» **SCHRIFTLICHE AUFGABE A**
Bei welcher Einrichtung arbeitet der Historiker laut der Buchbesprechung über Friedrich II.?
» **SCHRIFTLICHE AUFGABE B**
Stimmen die folgenden Aussagen mit der Buchbesprechung über Friedrich II. überein? Beantworten Sie jede mit Ja oder Nein und zitieren Sie die entscheidenden Worte.
(i) Luh ordnet sein Buch nach der Chronologie von Friedrichs Leben.
(ii) Friedrich sagte von sich selbst, er sei süchtig nach Reimen.
(iii) Luh stellt die Beziehung zwischen Friedrich und Voltaire als tiefe Freundschaft dar.
» **SCHRIFTLICHE AUFGABE C**
Führen Sie die Buchbesprechung über Friedrich II. im Anschluss an ihren letzten Satz weiter.

» **LESETEXT**

%%

Einen ungewöhnlichen Blick auf Friedrich II. erlaubt uns zunächst Autor Jürgen Luh: Er folgt in seinem Buch nämlich nicht, wie sonst üblich,  der Chronologie des Lebens, sondern beschreibt den Preußenkönig anhand bestimmter Eigenschaften: Ruhmsucht zum Beispiel, oder Eigensinn. Die These des Historikers, der bei der Stiftung Preußische Schlösser und Gärten in Potsdam arbeitet, lautet: Friedrich der Große hatte vor allem eines im Sinn - unvergänglichen Ruhm. Das war, so schreibt der Autor, seine wesentliche Antriebskraft. Friedrich habe sich schon früh zu Höherem berufen gefühlt und ein Großer sein wollen, nicht nur für seine Zeitgenossen, sondern auch für die Nachwelt.

Der Dichterkönig

Luh zitiert aus Briefen des Kronprinzen und späteren Monarchen, er lässt ihn auch durch seine Gedichte sprechen. Friedrich war, wie er selbst sagte, süchtig nach Reimen. Luh beleuchtet die Beziehung zum französischen Philosophen Voltaire und bezeichnet diese als reines Zweckbündnis - wiederum zum höheren Ruhme. Von beiden allerdings! Kritisch wird der Ruhm Friedrichs als Feldherr und Politiker beleuchtet. Das Buch des Potsdamer Historikers ist daher nicht nur kenntnisreich, sondern zeichnet sich durch große Anschaulichkeit und kluge Gedanken aus. Eine gewinnbringende Lektüre.

%%

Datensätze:
%%

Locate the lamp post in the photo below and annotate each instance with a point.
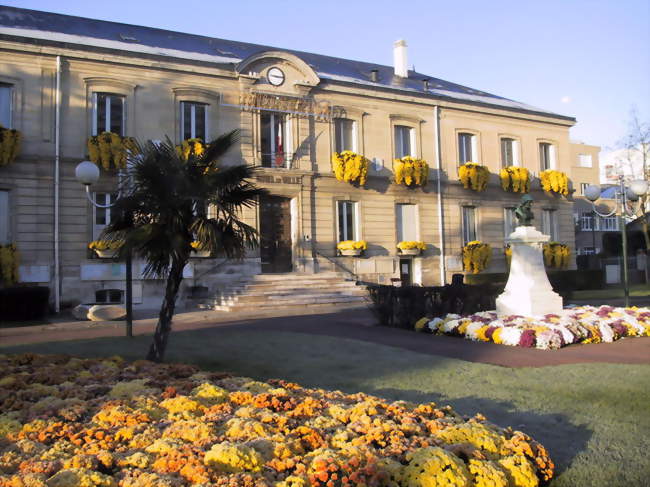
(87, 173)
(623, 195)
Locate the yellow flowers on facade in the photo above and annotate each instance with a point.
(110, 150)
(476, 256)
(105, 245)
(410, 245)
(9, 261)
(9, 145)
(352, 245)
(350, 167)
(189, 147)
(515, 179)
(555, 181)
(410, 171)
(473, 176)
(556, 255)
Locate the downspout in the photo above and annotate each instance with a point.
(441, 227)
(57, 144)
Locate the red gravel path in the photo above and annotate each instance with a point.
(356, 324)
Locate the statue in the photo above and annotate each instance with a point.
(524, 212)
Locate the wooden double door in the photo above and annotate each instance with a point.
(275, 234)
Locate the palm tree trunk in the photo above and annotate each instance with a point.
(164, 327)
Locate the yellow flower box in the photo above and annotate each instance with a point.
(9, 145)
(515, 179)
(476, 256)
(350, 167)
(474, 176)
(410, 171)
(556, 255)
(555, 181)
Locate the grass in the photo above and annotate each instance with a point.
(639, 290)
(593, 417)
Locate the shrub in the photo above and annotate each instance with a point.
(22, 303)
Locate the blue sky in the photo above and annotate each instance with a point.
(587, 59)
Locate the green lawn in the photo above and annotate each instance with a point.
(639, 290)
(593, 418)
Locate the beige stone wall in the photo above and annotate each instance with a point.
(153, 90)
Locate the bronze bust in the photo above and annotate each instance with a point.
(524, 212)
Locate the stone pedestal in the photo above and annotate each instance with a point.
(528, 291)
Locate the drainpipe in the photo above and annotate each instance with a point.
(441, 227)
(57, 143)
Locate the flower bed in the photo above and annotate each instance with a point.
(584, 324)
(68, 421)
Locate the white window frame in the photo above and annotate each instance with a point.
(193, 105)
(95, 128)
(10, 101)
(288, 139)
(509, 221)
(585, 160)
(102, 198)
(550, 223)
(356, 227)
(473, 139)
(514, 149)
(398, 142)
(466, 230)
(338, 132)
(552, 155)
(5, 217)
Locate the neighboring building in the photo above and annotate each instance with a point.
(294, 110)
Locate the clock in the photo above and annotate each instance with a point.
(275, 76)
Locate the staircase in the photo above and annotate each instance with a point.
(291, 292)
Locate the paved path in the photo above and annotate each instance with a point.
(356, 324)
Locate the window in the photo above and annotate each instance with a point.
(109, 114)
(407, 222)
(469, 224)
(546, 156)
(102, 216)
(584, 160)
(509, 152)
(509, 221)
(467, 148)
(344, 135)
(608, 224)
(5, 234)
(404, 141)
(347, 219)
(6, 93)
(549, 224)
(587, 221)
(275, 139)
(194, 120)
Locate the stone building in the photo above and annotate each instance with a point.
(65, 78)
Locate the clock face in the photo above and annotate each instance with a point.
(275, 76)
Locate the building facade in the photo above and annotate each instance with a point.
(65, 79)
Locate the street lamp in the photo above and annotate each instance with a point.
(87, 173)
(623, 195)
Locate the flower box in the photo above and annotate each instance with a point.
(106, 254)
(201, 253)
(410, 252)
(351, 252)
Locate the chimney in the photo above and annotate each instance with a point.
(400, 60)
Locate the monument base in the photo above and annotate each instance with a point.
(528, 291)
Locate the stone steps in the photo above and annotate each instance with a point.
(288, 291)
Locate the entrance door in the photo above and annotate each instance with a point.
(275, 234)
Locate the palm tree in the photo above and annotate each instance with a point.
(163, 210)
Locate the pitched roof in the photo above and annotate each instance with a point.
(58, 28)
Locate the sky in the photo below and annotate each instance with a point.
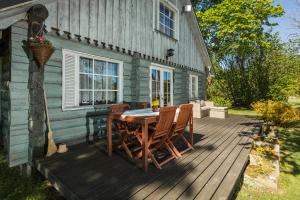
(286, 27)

%%
%%

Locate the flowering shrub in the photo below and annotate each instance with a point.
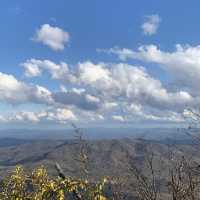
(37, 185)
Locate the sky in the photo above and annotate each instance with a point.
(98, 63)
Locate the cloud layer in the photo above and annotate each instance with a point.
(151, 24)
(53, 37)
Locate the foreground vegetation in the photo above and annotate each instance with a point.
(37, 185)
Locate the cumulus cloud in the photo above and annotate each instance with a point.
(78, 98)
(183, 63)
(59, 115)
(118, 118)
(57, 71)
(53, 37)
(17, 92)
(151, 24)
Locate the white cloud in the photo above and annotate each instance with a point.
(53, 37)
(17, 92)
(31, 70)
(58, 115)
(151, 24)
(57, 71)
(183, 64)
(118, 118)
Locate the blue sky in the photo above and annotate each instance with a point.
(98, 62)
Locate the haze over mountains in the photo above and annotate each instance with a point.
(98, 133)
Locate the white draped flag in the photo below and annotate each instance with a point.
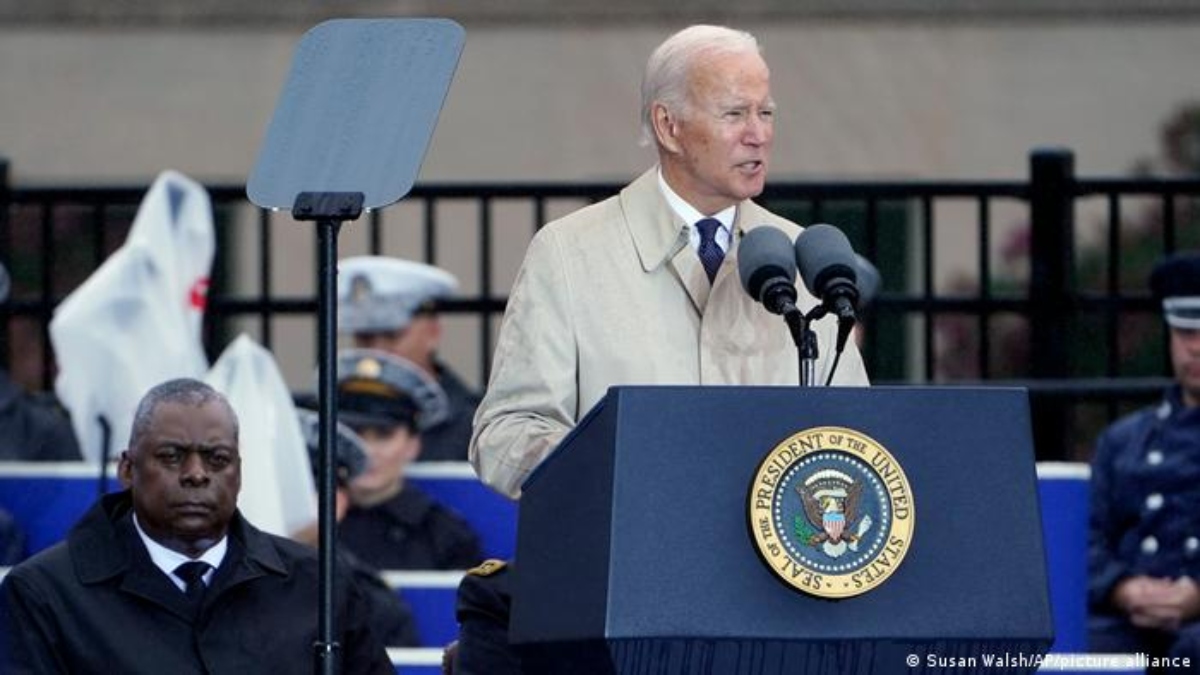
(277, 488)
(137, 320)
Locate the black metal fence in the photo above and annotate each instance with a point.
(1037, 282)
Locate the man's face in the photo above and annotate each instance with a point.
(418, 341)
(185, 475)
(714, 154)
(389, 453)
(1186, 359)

%%

» **ANTWORT A**
Er arbeitet bei der Stiftung Preußische Schlösser und Gärten in Potsdam.

» **ANTWORT B**
(i) Nein: „sondern beschreibt den Preußenkönig anhand bestimmter Eigenschaften“
(ii) Ja: „Friedrich war, wie er selbst sagte, süchtig nach Reimen.“
(iii) Nein: „bezeichnet diese als reines Zweckbündnis“

» **ANTWORT C**
Buchcover "Friedrich der Große" von Jürgen Luh
Bild: DVA Verlag

Friedrich, der Vielseitige

Darf man Friedrich II. feiern, ja, darf man ihn heutzutage überhaupt noch "den Großen" nennen? Dieser Frage geht der Historiker Tillmann Bendikowski nach, und er beantwortet sie unumwunden mit ja. Der Autor hat eine klassische Biographie vorgelegt und spannt den Bogen vom "Leid der frühen Jahre" bis zum Tode des Monarchen, den er mit differenziertem Blick schildert. Friedrich als ein Multitalent, vielseitig interessiert und begabt, mit künstlerischen Interessen, sozialen Neigungen, volkstümlich und tolerant – aber eben auch der unnachgiebige Feldherr und Militär.

Die Hälfte seines Buches freilich widmet Bendikowski der facettenreichen Rezeption des Preußenkönigs und den Fragen, wer die historische Figur für welche Zwecke instrumentalisiert, ja missbraucht hat und wann. Das liest sich spannend und gelegentlich auch komisch. So hieß es etwa kurz nach dem Tod des Monarchen –- der übrigens einen Kursverfall der Wertpapiere an der Londoner Börse zur Folge hatte -  "Gott sei Dank, das alte Ekel ist endlich tot." Friedrich war nicht mehr beliebt. Kein Wunder, er hatte sich vom feinsinnigen, kunstverständigen und toleranten jungen Regenten  in einen autoritären Tyrannen und knorrigen Feldherrn gewandelt. Was dann aber geschah: Von der Vereinnahmung durch konservative Kräfte des 19. Jahrhunderts, über die brodelnde Gerüchteküche (war "der Große" etwa homosexuell?), den Streit um das königliche Reiterstandbild von Christian Daniel Rauch bis hin zum "Großen König der Nazis" und schließlich die Wirrungen um Friedrichs Umbettung 1991 in Sanssouci – das ist wirklich sehr lesenswert. Bendikowskis Fazit: Keine Wiederbelebung, Friedrich der Große als politisch-historische Überfigur ist tot. Eine Auferstehung hat es nicht gegeben. Friedrich ist samt seinem Schloss eine Touristenattraktion geworden.

Buchcover Friedrich der Große Tillmann Bendikowski Verlag: C. Bertelsmann Verlag (12. September 2011)

Vorbild "Alter Fritz"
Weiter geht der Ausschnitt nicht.